▶ What is asked: Convert the lines below into a numbered list, omitting any blank lines.

▶ Dataset records:
····················

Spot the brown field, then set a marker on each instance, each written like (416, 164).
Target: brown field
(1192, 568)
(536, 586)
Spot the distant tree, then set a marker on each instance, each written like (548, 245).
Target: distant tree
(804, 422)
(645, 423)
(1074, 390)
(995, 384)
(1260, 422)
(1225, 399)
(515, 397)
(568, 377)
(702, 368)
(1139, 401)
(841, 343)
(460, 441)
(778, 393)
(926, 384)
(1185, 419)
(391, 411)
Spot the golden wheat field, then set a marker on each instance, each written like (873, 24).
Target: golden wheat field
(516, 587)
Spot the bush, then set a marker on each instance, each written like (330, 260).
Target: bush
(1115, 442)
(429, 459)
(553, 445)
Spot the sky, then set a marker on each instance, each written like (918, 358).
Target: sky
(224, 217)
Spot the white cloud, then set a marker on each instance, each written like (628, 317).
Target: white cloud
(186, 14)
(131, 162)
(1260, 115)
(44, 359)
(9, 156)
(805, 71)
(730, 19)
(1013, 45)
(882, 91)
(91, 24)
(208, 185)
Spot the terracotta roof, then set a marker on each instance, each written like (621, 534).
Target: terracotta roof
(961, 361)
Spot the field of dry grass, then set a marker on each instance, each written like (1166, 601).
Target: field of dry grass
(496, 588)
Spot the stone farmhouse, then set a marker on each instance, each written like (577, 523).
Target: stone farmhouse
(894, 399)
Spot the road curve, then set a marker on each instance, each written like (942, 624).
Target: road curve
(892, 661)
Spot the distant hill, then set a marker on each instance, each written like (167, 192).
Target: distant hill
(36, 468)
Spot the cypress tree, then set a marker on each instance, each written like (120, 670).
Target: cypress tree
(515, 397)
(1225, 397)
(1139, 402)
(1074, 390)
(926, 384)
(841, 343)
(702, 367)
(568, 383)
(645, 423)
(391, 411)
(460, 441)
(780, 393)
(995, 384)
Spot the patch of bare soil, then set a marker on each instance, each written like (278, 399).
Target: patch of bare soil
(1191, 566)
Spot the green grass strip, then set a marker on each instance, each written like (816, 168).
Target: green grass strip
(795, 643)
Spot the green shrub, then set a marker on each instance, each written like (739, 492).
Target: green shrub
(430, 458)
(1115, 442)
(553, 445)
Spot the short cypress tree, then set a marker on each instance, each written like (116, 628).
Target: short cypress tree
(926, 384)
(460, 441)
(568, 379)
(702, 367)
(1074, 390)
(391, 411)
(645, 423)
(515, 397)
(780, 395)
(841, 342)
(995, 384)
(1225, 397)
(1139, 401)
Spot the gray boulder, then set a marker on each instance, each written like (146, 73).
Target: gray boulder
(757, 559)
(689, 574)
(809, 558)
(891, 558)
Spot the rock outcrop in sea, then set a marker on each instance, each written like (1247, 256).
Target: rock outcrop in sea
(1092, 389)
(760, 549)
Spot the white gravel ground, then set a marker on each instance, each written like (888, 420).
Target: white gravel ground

····················

▶ The reply:
1. Spot the brown field, then set a marker on each instance, each written like (416, 164).
2. Target: brown field
3. (1192, 568)
4. (536, 586)
5. Spot the distant tree, then set a marker on each instance, each written like (548, 245).
6. Target: distant tree
7. (804, 422)
8. (645, 423)
9. (1074, 390)
10. (995, 384)
11. (1260, 422)
12. (1225, 399)
13. (515, 397)
14. (568, 377)
15. (702, 368)
16. (1139, 401)
17. (841, 343)
18. (460, 441)
19. (778, 393)
20. (926, 384)
21. (1185, 419)
22. (391, 411)
23. Spot the golden wheat field, then set a marker on each instance, each written like (873, 24).
24. Target: golden wheat field
25. (516, 587)
26. Spot the bush, then set a marker on each instance, each written like (330, 260).
27. Target: bush
28. (1115, 442)
29. (429, 459)
30. (553, 445)
31. Spot the sky, then set a marker on each instance, each written like (918, 358).
32. Target: sky
33. (224, 217)
34. Spot the white cloud, then set a marker on each instance, each written like (628, 317).
35. Target: white cloud
36. (186, 14)
37. (131, 162)
38. (1260, 115)
39. (44, 359)
40. (9, 156)
41. (805, 71)
42. (730, 19)
43. (1013, 45)
44. (882, 91)
45. (91, 24)
46. (208, 185)
47. Spot the terracotta roof, then set a marker on each instance, each written like (621, 534).
48. Target: terracotta roof
49. (961, 361)
50. Spot the field of dry grass, then set a marker on each instance, each written like (1166, 601).
51. Target: field of dry grass
52. (496, 588)
53. Spot the stone farmhouse, then set a marker on each instance, each written like (577, 523).
54. Target: stone farmhouse
55. (894, 399)
56. Spot the road curve, then set a marker on each instance, each written like (942, 624).
57. Target: road curve
58. (892, 661)
59. Spot the distant hill, then set a marker on each instance, each written like (167, 192).
60. Target: distant hill
61. (36, 468)
62. Spot the cypress tree, then set a marker on each instance, each written like (120, 670).
63. Target: cypress tree
64. (515, 397)
65. (1225, 397)
66. (1139, 402)
67. (1074, 390)
68. (926, 384)
69. (841, 343)
70. (702, 367)
71. (568, 383)
72. (645, 423)
73. (391, 411)
74. (460, 441)
75. (780, 393)
76. (995, 384)
77. Spot the patch of bare soil, then set a marker on each instance, each written like (278, 399).
78. Target: patch of bare soil
79. (1191, 566)
80. Spot the green grass strip, then set a marker on each instance, each written like (816, 168).
81. Target: green grass strip
82. (795, 643)
83. Spot the green shrub, then set a marker on each instance, each written like (739, 492).
84. Target: green shrub
85. (430, 458)
86. (1115, 442)
87. (553, 445)
88. Spot the short cypress tree, then set a marker on each instance, each written like (116, 628).
89. Target: short cypress tree
90. (926, 384)
91. (460, 441)
92. (568, 379)
93. (702, 367)
94. (1074, 390)
95. (391, 411)
96. (645, 423)
97. (515, 397)
98. (780, 395)
99. (841, 342)
100. (995, 384)
101. (1225, 397)
102. (1139, 401)
103. Spot the gray boulder, then set a marker on each instance, each written like (146, 73).
104. Target: gray boulder
105. (757, 559)
106. (689, 574)
107. (809, 558)
108. (891, 558)
109. Spot the rock outcrop in sea, then set a marker on each instance, each written like (1247, 256).
110. Target: rock outcrop in sea
111. (1092, 389)
112. (760, 549)
113. Spot the white gravel ground, then set a marker on each instance, each written like (888, 420).
114. Target: white gravel ground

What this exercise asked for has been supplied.